Authorisation Number: 1013133534692

Date of advice: 29 November 2016

Ruling

Subject: Deductibility of personal superannuation contributions

Question

For the purposes of section 290-150 of the Income Tax Assessment Act 1997 (ITAA 1997), is the foreign income earned by a person (the Taxpayer) included in their assessable income under subsection 290-160(2) of the ITAA 1997?

Answer

Yes

This ruling applies for the following period:

Income year ending 30 June 20YY

The scheme commences on:

1 July 20XX

Relevant facts and circumstances

The Taxpayer is a resident of Australia for tax purposes.

The Taxpayer is employed by a foreign employer based overseas (the Foreign Employer).

The Taxpayer intends to make personal superannuation contributions of up to $30,000 to an Australian complying superannuation fund.

The Taxpayer's income from the Foreign Employer makes up 90% of their total income.

Relevant legislative provisions

Income Tax Assessment Act 1997 subsection 6-5(1)

Income Tax Assessment Act 1997 subsection 6-5(2)

Income Tax Assessment Act 1997 section 290-150

Income Tax Assessment Act 1997 section 290-155

Income Tax Assessment Act 1997 subsection 290-150(2)

Income Tax Assessment Act 1997 section 290‑160

Income Tax Assessment Act 1997 subsection 290‑160(1)

Income Tax Assessment Act 1997 subsection 290‑160(2)

Income Tax Assessment Act 1997 section 290‑165

Income Tax Assessment Act 1997 section 290‑170

Reasons for decision

Summary

The Taxpayer's income from the Foreign Employer is included in their assessable income for the purposes of subsection 290-160(2) of the ITAA 1997.

Consequently, the Taxpayer cannot deduct any personal superannuation contributions made to an Australian complying superannuation fund in the 20XX-YY income year.

Detailed reasoning

Section 290-150 of the ITAA 1997 provides that an individual may deduct a personal superannuation contribution made to a superannuation fund for the purpose of providing superannuation benefits for themselves (or their dependents after their death).

## [Requests]
**A)** Answer these questions from the ruling:
(i) What is the date of advice?
(ii) What percentage of the Taxpayer's total income comes from the Foreign Employer?
(iii) Up to what amount does the Taxpayer intend to make personal superannuation contributions?
**B)** Under "Relevant legislative provisions," the ruling cites some whole sections and some subsections. List every whole section it cites, leaving out the subsections.
**C)** Retype the part of the ruling that opens with the words containing "The Taxpayer's income from the Foreign Employer is" and closes with "after their death).".

## [Listed entries]
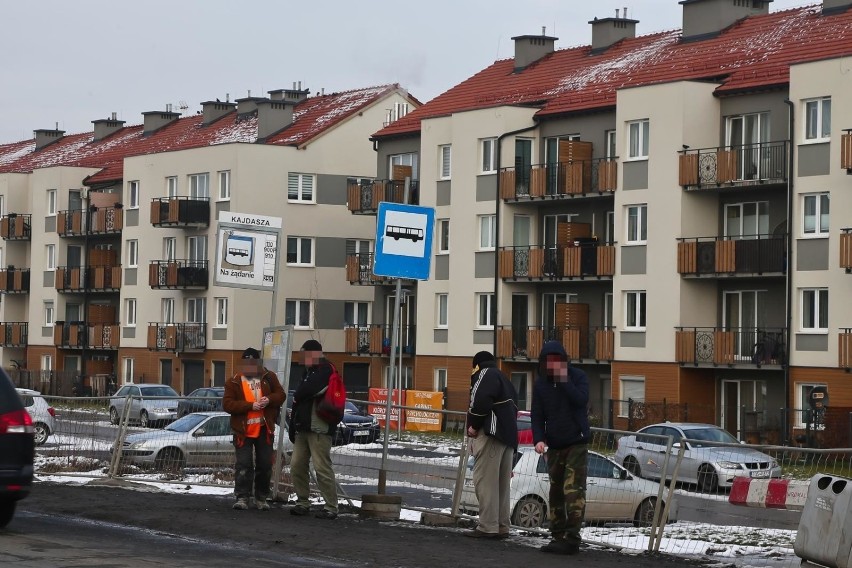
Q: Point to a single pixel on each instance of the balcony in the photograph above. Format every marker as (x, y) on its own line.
(375, 340)
(364, 196)
(14, 280)
(560, 180)
(586, 260)
(177, 337)
(14, 333)
(726, 167)
(581, 343)
(16, 227)
(80, 335)
(193, 212)
(734, 347)
(751, 255)
(178, 274)
(88, 278)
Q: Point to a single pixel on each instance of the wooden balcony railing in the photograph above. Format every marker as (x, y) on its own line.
(14, 280)
(180, 211)
(178, 274)
(748, 255)
(375, 339)
(731, 166)
(16, 227)
(585, 260)
(754, 347)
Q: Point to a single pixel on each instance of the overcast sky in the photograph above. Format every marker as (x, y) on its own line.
(71, 62)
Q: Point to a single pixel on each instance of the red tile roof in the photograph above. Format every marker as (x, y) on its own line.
(753, 53)
(311, 118)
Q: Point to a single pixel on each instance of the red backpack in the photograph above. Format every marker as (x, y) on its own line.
(330, 407)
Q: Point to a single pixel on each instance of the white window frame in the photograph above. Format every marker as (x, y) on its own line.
(635, 319)
(636, 233)
(487, 232)
(299, 243)
(638, 139)
(812, 299)
(818, 201)
(445, 161)
(303, 193)
(817, 120)
(224, 177)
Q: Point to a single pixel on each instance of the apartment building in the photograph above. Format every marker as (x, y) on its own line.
(661, 204)
(108, 236)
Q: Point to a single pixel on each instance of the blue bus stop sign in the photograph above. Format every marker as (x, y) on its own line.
(404, 241)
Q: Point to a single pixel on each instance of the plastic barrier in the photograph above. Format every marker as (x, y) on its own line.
(824, 534)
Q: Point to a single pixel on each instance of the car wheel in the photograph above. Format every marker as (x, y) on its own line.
(41, 433)
(529, 513)
(708, 482)
(169, 459)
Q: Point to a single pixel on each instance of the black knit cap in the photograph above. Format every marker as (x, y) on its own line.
(312, 345)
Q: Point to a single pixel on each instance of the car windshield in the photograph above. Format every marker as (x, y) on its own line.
(186, 423)
(710, 436)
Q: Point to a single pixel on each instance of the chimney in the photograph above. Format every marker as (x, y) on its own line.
(106, 126)
(607, 31)
(214, 110)
(46, 137)
(154, 120)
(529, 49)
(703, 19)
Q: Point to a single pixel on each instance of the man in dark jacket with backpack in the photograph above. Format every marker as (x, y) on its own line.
(560, 425)
(311, 436)
(492, 426)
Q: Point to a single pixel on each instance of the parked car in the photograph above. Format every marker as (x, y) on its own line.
(17, 450)
(612, 493)
(705, 463)
(201, 400)
(199, 439)
(42, 414)
(150, 404)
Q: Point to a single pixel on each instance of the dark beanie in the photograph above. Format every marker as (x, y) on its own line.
(312, 345)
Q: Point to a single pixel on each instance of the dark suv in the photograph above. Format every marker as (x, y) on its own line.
(17, 449)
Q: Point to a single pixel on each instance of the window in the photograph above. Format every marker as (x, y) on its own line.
(815, 210)
(634, 303)
(637, 224)
(130, 312)
(132, 253)
(638, 133)
(51, 202)
(444, 155)
(50, 257)
(632, 389)
(487, 232)
(300, 187)
(300, 251)
(815, 310)
(221, 312)
(224, 185)
(133, 195)
(298, 313)
(484, 316)
(818, 119)
(442, 315)
(443, 236)
(489, 155)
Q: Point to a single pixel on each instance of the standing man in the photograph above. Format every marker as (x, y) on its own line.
(492, 426)
(560, 424)
(253, 397)
(311, 436)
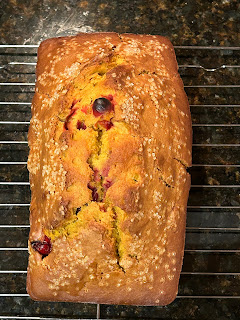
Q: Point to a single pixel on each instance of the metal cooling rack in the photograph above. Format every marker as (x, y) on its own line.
(211, 270)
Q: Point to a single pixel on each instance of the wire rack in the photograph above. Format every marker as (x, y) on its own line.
(210, 278)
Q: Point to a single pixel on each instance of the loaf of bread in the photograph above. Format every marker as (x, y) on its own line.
(110, 141)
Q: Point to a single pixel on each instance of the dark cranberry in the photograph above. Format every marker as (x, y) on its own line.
(106, 124)
(100, 106)
(81, 125)
(43, 247)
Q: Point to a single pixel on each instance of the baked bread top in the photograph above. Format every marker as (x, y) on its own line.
(109, 186)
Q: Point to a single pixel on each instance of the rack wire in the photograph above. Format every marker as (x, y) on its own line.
(211, 271)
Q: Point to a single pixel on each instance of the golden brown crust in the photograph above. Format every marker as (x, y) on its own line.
(131, 240)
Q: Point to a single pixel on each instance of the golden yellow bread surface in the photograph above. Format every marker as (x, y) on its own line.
(109, 190)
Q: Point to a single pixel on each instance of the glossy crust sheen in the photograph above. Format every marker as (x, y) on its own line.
(130, 251)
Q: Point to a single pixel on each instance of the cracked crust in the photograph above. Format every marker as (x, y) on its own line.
(131, 240)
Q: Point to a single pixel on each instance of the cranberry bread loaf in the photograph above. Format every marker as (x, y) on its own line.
(110, 140)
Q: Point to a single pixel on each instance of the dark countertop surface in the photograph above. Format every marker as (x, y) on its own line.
(209, 66)
(184, 22)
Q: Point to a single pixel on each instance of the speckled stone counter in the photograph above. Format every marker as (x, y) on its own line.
(206, 39)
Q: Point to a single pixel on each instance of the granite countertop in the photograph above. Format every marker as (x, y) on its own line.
(211, 78)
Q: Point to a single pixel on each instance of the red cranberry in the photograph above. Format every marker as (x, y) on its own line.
(78, 210)
(81, 125)
(107, 184)
(96, 176)
(95, 194)
(94, 191)
(100, 106)
(73, 103)
(43, 247)
(68, 118)
(106, 124)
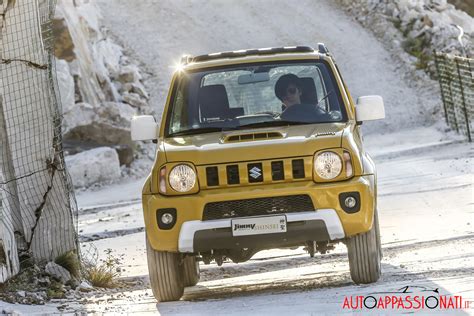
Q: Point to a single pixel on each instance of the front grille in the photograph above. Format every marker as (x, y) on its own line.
(233, 174)
(255, 172)
(259, 206)
(298, 168)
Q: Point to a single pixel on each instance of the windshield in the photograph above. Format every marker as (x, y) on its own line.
(258, 95)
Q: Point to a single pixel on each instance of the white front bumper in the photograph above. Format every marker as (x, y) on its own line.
(329, 216)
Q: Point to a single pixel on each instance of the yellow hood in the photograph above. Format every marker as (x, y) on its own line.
(221, 147)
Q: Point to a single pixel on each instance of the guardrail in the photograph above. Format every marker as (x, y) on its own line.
(455, 75)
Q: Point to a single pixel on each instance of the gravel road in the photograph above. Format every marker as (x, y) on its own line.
(160, 31)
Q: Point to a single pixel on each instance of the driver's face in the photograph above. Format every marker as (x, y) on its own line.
(292, 96)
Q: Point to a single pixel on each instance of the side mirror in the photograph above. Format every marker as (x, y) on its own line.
(144, 127)
(369, 108)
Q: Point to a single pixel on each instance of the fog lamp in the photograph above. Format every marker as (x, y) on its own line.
(167, 218)
(350, 202)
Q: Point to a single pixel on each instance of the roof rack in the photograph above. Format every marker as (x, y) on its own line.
(246, 52)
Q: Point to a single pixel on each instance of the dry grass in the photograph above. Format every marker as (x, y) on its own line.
(105, 273)
(70, 262)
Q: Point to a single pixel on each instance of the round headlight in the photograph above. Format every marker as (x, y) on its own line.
(182, 178)
(328, 165)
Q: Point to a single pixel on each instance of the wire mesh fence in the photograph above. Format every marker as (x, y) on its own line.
(455, 75)
(38, 211)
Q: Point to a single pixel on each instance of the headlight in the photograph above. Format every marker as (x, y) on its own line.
(182, 178)
(328, 165)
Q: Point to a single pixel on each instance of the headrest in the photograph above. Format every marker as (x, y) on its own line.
(213, 102)
(309, 94)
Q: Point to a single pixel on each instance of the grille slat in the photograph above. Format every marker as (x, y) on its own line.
(233, 176)
(212, 176)
(278, 173)
(298, 168)
(258, 206)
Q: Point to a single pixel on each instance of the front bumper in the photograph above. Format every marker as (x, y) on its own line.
(190, 211)
(200, 236)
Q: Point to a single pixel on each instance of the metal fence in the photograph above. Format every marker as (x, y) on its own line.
(455, 75)
(37, 205)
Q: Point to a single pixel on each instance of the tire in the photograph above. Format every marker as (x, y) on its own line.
(365, 253)
(191, 271)
(165, 272)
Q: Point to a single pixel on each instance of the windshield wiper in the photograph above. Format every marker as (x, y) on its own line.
(271, 123)
(199, 130)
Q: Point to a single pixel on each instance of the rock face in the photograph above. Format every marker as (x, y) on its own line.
(425, 25)
(58, 272)
(94, 166)
(65, 85)
(105, 124)
(101, 88)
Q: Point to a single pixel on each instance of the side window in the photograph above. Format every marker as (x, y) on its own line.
(179, 117)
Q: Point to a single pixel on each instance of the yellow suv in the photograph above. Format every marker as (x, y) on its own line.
(258, 149)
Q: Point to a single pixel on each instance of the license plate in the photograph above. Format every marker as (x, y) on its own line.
(258, 225)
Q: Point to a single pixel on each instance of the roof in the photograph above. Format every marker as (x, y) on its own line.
(187, 59)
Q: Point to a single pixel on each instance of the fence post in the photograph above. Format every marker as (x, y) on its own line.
(443, 97)
(466, 117)
(9, 262)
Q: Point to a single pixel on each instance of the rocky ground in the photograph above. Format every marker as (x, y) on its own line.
(425, 173)
(101, 89)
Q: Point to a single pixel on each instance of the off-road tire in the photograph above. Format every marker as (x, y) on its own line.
(166, 274)
(191, 271)
(365, 254)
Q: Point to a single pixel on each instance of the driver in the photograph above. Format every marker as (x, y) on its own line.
(288, 90)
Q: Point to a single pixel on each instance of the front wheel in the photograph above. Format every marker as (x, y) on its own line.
(365, 253)
(166, 277)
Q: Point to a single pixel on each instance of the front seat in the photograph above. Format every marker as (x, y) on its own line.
(213, 103)
(309, 94)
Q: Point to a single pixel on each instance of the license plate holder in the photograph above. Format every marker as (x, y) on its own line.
(259, 225)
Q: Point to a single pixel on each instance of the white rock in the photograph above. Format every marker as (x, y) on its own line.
(65, 84)
(129, 73)
(138, 88)
(58, 272)
(85, 286)
(110, 54)
(106, 124)
(94, 166)
(462, 19)
(133, 99)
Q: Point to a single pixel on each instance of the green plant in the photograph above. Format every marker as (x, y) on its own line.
(104, 274)
(70, 262)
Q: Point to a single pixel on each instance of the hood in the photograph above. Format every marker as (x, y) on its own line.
(253, 144)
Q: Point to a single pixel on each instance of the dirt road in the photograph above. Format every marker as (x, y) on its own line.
(425, 179)
(159, 32)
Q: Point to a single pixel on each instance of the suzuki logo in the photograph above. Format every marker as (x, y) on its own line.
(255, 172)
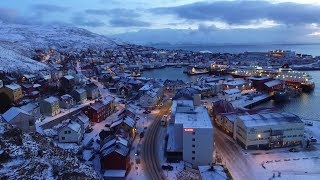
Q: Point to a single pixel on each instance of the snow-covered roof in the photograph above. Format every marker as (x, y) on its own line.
(12, 113)
(273, 83)
(13, 86)
(232, 91)
(74, 126)
(29, 107)
(69, 77)
(268, 119)
(197, 119)
(51, 99)
(106, 100)
(114, 173)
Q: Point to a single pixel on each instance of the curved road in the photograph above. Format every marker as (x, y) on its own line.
(151, 148)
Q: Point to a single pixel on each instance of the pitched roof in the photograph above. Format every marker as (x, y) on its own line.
(12, 113)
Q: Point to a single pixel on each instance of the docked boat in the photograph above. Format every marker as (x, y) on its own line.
(291, 78)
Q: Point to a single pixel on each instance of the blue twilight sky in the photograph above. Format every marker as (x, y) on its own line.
(177, 21)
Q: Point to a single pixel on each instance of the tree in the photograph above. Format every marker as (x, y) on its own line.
(5, 102)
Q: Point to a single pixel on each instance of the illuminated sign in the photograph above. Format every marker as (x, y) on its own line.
(188, 130)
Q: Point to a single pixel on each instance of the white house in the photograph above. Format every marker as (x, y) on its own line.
(230, 94)
(70, 133)
(20, 119)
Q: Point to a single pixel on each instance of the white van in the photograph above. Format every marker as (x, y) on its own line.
(164, 120)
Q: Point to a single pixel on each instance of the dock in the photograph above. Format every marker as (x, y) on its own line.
(250, 101)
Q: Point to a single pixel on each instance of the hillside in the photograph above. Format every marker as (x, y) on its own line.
(18, 43)
(32, 156)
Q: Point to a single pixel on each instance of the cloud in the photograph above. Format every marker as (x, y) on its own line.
(243, 12)
(83, 21)
(49, 8)
(118, 12)
(128, 22)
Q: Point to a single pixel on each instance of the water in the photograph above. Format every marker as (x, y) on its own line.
(311, 49)
(306, 106)
(170, 73)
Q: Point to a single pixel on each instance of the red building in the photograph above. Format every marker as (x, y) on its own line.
(115, 154)
(100, 110)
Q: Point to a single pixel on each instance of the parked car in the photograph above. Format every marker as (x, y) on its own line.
(167, 167)
(293, 150)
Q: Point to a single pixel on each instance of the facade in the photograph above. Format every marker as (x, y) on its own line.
(33, 109)
(100, 110)
(231, 94)
(70, 133)
(92, 91)
(269, 130)
(14, 91)
(79, 95)
(50, 106)
(66, 101)
(191, 133)
(20, 119)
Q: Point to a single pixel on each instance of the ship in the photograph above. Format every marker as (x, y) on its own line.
(291, 78)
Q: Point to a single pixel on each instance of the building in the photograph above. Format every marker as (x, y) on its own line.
(67, 82)
(230, 94)
(13, 91)
(20, 119)
(191, 134)
(79, 95)
(100, 110)
(269, 130)
(66, 101)
(92, 91)
(115, 154)
(33, 109)
(50, 106)
(70, 133)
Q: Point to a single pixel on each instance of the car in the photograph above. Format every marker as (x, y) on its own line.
(167, 167)
(293, 150)
(312, 139)
(141, 135)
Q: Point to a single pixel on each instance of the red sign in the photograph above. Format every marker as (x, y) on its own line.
(188, 130)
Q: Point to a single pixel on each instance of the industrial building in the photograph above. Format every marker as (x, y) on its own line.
(191, 134)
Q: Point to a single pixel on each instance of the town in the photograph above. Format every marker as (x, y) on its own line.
(98, 105)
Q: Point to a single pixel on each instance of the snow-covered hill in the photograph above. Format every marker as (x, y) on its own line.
(31, 156)
(19, 42)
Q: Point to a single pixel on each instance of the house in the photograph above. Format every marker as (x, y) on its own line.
(151, 98)
(100, 110)
(14, 91)
(28, 78)
(92, 91)
(79, 95)
(67, 82)
(115, 154)
(70, 133)
(66, 101)
(83, 120)
(231, 94)
(20, 119)
(50, 106)
(124, 124)
(33, 109)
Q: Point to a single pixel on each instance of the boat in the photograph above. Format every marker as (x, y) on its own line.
(291, 78)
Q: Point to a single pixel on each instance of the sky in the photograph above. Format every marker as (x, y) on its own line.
(177, 21)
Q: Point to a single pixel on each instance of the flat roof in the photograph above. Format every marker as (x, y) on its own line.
(270, 118)
(199, 118)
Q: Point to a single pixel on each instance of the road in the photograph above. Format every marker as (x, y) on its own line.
(239, 165)
(151, 146)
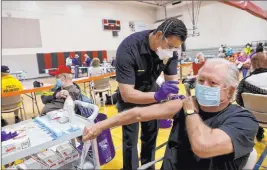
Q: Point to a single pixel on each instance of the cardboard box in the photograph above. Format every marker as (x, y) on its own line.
(68, 153)
(51, 159)
(15, 144)
(32, 164)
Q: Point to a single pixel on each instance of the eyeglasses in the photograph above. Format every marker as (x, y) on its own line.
(170, 46)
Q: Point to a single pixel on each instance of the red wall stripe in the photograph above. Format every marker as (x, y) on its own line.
(104, 55)
(48, 60)
(82, 57)
(72, 54)
(60, 59)
(94, 54)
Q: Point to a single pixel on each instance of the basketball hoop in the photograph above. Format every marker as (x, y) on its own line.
(195, 8)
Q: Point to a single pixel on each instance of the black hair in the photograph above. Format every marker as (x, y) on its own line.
(259, 48)
(173, 26)
(248, 44)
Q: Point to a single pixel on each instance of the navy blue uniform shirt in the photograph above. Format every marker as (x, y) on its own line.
(136, 64)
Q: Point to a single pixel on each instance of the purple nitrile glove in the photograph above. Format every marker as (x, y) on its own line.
(168, 87)
(177, 96)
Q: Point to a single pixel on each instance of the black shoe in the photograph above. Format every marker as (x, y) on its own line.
(17, 119)
(3, 122)
(260, 134)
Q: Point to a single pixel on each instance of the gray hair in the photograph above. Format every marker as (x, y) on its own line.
(200, 54)
(221, 55)
(68, 76)
(232, 76)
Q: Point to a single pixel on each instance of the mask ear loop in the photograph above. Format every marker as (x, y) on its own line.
(165, 29)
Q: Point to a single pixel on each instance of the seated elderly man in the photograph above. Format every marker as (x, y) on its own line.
(255, 83)
(65, 87)
(208, 132)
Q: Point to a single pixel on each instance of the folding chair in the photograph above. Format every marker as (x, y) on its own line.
(257, 104)
(13, 103)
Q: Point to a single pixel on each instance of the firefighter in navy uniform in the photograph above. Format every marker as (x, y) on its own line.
(140, 59)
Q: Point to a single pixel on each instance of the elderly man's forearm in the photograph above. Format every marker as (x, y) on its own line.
(139, 97)
(141, 114)
(124, 118)
(198, 133)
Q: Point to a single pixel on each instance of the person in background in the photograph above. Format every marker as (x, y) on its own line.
(65, 88)
(243, 63)
(87, 60)
(255, 83)
(113, 62)
(208, 132)
(96, 70)
(248, 49)
(75, 60)
(221, 55)
(9, 84)
(105, 64)
(186, 58)
(69, 61)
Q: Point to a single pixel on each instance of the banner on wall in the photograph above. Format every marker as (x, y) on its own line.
(136, 26)
(56, 59)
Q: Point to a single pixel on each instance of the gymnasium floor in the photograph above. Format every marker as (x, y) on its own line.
(110, 111)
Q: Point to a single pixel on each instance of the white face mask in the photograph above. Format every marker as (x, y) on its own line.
(164, 53)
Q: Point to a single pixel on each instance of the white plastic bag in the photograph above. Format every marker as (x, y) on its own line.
(85, 150)
(69, 108)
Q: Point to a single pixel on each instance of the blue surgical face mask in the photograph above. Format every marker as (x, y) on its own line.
(58, 83)
(208, 96)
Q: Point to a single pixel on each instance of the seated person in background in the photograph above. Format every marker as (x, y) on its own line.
(95, 69)
(9, 84)
(105, 64)
(243, 63)
(65, 88)
(186, 59)
(75, 60)
(208, 132)
(256, 83)
(248, 49)
(87, 60)
(190, 81)
(69, 61)
(221, 55)
(259, 48)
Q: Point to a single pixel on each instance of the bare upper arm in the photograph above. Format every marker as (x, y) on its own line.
(165, 110)
(217, 143)
(171, 77)
(126, 90)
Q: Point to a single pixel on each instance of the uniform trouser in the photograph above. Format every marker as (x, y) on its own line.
(76, 71)
(149, 132)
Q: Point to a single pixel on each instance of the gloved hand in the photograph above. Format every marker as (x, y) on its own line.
(177, 96)
(165, 89)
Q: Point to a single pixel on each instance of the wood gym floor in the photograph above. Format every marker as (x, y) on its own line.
(110, 111)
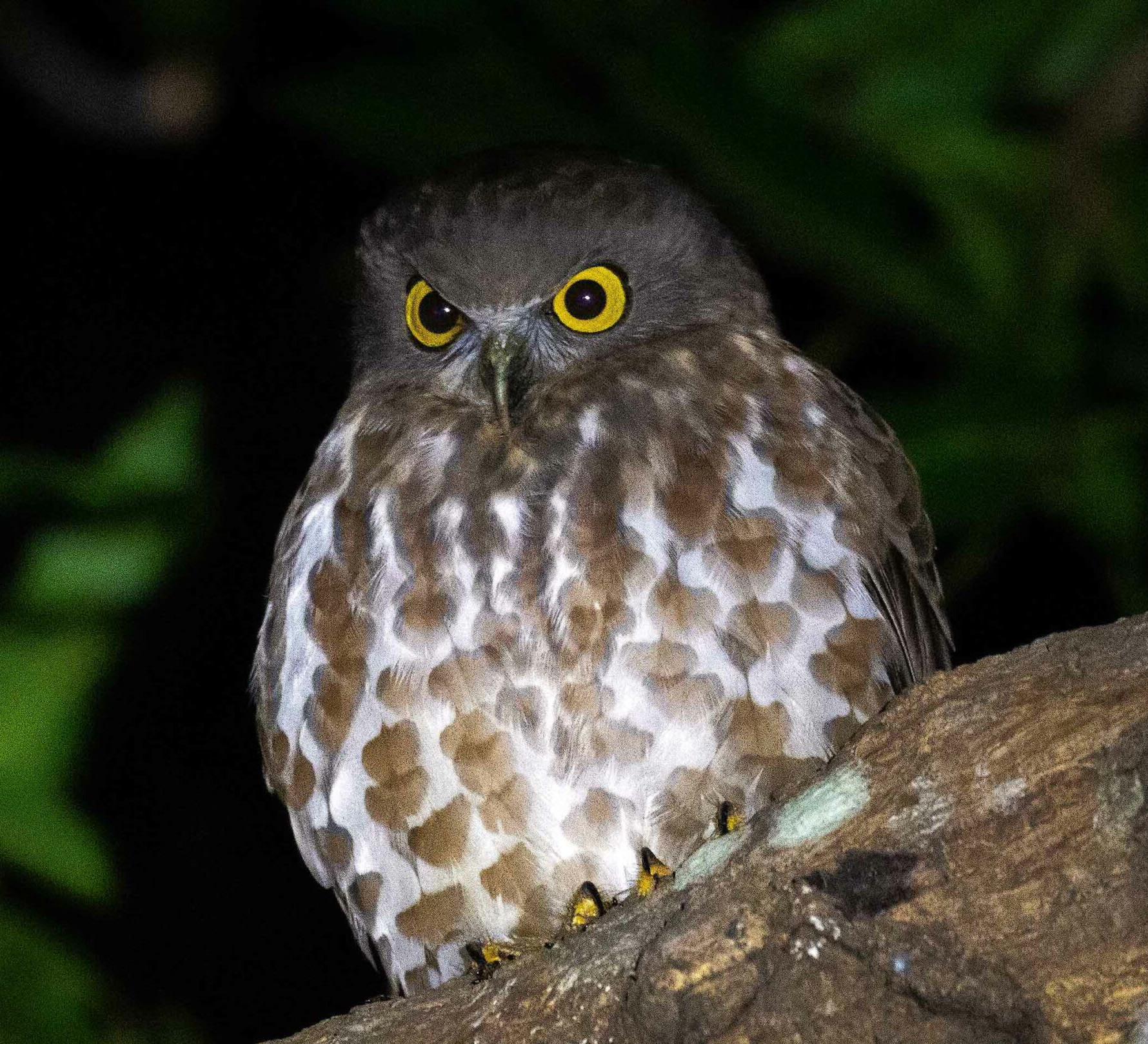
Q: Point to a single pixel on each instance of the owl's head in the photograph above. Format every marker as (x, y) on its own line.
(493, 279)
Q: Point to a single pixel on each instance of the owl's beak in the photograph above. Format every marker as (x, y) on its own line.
(500, 362)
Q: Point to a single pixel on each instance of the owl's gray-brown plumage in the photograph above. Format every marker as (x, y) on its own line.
(553, 594)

## [Per-task answers]
**A)**
(i) 29 November 2016
(ii) 90%
(iii) $30,000

**B)**
Income Tax Assessment Act 1997 section 290-150
Income Tax Assessment Act 1997 section 290-155
Income Tax Assessment Act 1997 section 290-160
Income Tax Assessment Act 1997 section 290-165
Income Tax Assessment Act 1997 section 290-170

**C)**
The Taxpayer's income from the Foreign Employer is included in their assessable income for the purposes of subsection 290-160(2) of the ITAA 1997.

Consequently, the Taxpayer cannot deduct any personal superannuation contributions made to an Australian complying superannuation fund in the 20XX-YY income year.

Detailed reasoning

Section 290-150 of the ITAA 1997 provides that an individual may deduct a personal superannuation contribution made to a superannuation fund for the purpose of providing superannuation benefits for themselves (or their dependents after their death).